Task data ::
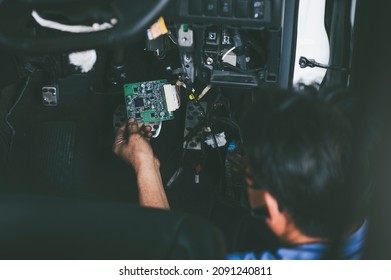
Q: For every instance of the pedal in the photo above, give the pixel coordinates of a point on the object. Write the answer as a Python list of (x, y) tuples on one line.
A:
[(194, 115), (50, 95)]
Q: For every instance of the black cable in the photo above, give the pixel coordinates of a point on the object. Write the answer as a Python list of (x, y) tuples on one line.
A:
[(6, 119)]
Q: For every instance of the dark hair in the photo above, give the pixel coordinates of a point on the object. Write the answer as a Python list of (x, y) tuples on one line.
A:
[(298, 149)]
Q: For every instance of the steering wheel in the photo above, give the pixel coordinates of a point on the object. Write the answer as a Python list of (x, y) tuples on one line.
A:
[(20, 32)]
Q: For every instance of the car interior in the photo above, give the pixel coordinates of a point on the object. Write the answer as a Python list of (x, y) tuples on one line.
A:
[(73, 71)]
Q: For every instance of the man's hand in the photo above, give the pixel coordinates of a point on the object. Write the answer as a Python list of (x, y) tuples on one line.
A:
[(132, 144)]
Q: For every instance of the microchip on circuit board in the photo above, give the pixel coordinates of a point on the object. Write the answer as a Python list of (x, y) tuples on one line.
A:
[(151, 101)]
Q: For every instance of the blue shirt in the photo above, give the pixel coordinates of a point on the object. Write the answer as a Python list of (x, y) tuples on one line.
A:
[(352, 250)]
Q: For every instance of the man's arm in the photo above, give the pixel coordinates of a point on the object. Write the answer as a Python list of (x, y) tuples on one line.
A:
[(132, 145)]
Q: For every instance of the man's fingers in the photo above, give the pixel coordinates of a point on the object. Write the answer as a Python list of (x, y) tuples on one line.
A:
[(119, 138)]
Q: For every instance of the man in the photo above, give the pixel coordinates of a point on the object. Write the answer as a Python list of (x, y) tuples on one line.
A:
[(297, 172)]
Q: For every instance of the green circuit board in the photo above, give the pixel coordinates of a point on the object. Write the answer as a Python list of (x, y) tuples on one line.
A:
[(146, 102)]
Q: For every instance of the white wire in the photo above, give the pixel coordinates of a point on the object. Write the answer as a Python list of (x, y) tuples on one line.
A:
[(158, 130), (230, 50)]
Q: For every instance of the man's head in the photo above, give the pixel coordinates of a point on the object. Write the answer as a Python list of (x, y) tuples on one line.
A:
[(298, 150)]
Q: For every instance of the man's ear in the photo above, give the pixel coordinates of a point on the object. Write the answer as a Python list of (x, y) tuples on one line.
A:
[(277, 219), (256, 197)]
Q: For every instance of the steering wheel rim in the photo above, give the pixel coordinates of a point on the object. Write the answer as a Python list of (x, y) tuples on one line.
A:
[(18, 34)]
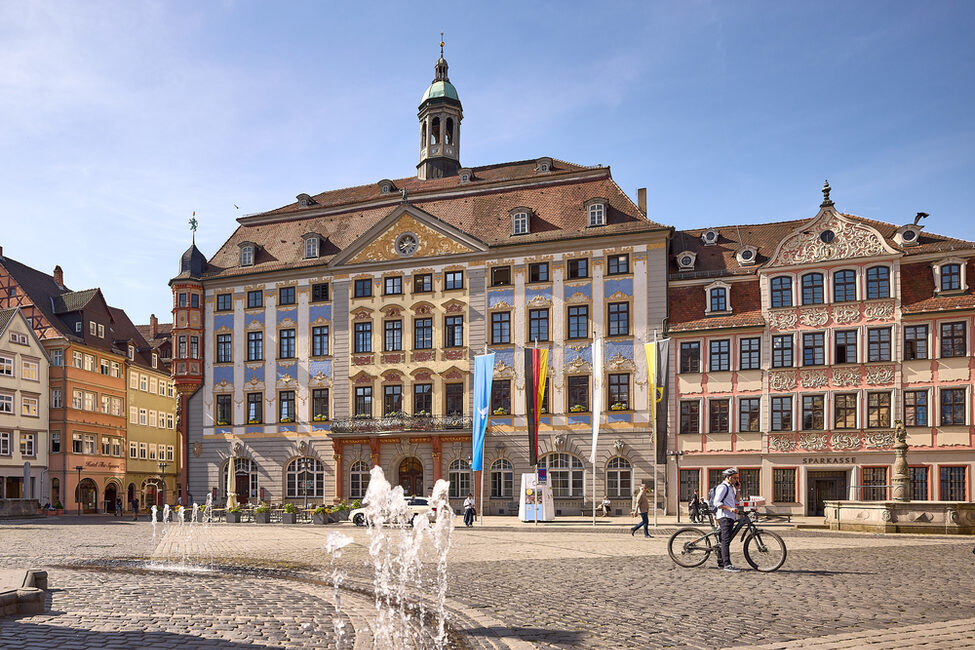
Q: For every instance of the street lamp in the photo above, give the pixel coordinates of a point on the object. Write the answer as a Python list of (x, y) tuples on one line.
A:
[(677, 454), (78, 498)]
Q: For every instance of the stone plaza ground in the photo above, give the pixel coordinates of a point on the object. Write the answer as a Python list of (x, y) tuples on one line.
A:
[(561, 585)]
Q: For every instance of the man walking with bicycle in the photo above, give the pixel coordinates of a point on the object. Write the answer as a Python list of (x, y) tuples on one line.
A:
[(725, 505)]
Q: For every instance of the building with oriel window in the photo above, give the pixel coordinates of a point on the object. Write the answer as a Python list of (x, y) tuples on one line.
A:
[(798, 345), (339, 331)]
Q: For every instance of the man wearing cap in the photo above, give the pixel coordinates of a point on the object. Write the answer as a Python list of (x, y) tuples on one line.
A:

Problem to solve :: Would you return the entries verbatim, minus any images?

Finished task ::
Q: For every instance of the pedal in the photo above, give the pixel coordinates of a point on the object. Write the answer as a Python list of (x, y) tuples on one line.
A:
[(194, 115), (50, 95)]
Q: For every instance of the black cable in the photo above, give the pixel coordinates of a point on the object. Write the answer as a Python list of (x, y) tuples on one line.
A:
[(6, 119)]
Q: For every instance of the dark hair in the photo above, give the pixel coordinates of a point on the object. Write the answer as a Python list of (x, y) tuples on one line.
A:
[(298, 149)]
Q: For every instance of the steering wheel in the photo above, give the pixel coordinates of a point on the object. Write the answer as a Python list of (x, y) tuples on one line.
A:
[(20, 32)]
Q: For every instance of the car interior in the photo above, give the pixel coordinates of a point on the object. Write the answer as a Python list of (x, y) tuples on one line.
A:
[(73, 71)]
Q: For every instance of the man's hand in the photo above, give the pixel coordinates of a point on the object. Write the answer as a Python list of (x, y) tuples on one line.
A:
[(132, 144)]
Q: For every instance of the microchip on circuit board in the photo above, give the pixel coordinates of a point on the object. Write the answer as a Python list of (x, y) tuples on one line.
A:
[(151, 101)]
Q: For every instance of the blue shirt in the photo above, give the pixel coordinates of a point on the object. Write the answer as a Python list of (x, y) tuples on one line.
A:
[(352, 250)]
Q: For every instance of the man's arm in the photo above, give the pixel coordinates of a point on the object. Write the answer as a Python list of (x, y) tuples on one line.
A:
[(132, 145)]
Q: For every instance of the man's fingers in the photo above, give the pixel coordinates of a point on the object. Write the answer as a Python list of (x, y) tuples on one line.
A:
[(119, 138)]
Q: For every instance of the man in the photo above, give the pixel coordinates of a point on the object. Write the answer as a Python list of (x, y) tuples on one line.
A:
[(297, 172)]
Q: For every instance of the green circuit board in the photo above, give the pixel coordinates of a point on the object. Write the answer as a Python list of (x, y) tuples on one line.
A:
[(146, 102)]
Q: For every instance of the white wire in the photo above, give the pixel coordinates of a point on the object. Write the answer as a Python list of (x, y) tuples on one line.
A:
[(158, 130), (230, 50)]
Q: For every instance of the man's head in the photo above, give the pixel coordinates of a point on the object. Write the answer as a Python list of (x, y) tuples on one line.
A:
[(298, 150)]
Q: For every instance of the man's ear in the photo above, give the pixel coordinates of a point on the object. Write the answer as a Python list of (x, y) tuples on one line.
A:
[(277, 219), (256, 197)]
Q: For every instance of the steering wheel rim in the photo above, give the pixel coordinates of a point on the object. Write the answer as a Python list of (x, y) tuples on one line.
A:
[(18, 34)]
Q: For every instance of the street lamp in the photo above, give the pixel coordinates of a point on the object. Write the answer as a Python list of (x, y) tuples on one line.
A:
[(677, 454), (78, 498)]
Q: For every instance of the stone plaza ground in the photo above, give the pixel coordinates of a point on the object. Write the answer as a Python list of (x, y) tuples on one line.
A:
[(561, 585)]
Q: For every instance of the man walking with bicycle in the photo above, give the pixel coordinates of a point on the object. Write the answer as a Python list of (x, y) tuples on one line.
A:
[(725, 505)]
Q: For every instance of the building with oriel window in the photo above, give the pixel coordinates of a point on the object. Write the answer as a Python list of (x, y) tuples on one line.
A:
[(798, 345), (339, 331)]
Q: For every instance of the man wearing cap in the photo above, give the pixel coordinates of a point on the object. Write the answer as a Python list of (x, y) tuples on one line.
A:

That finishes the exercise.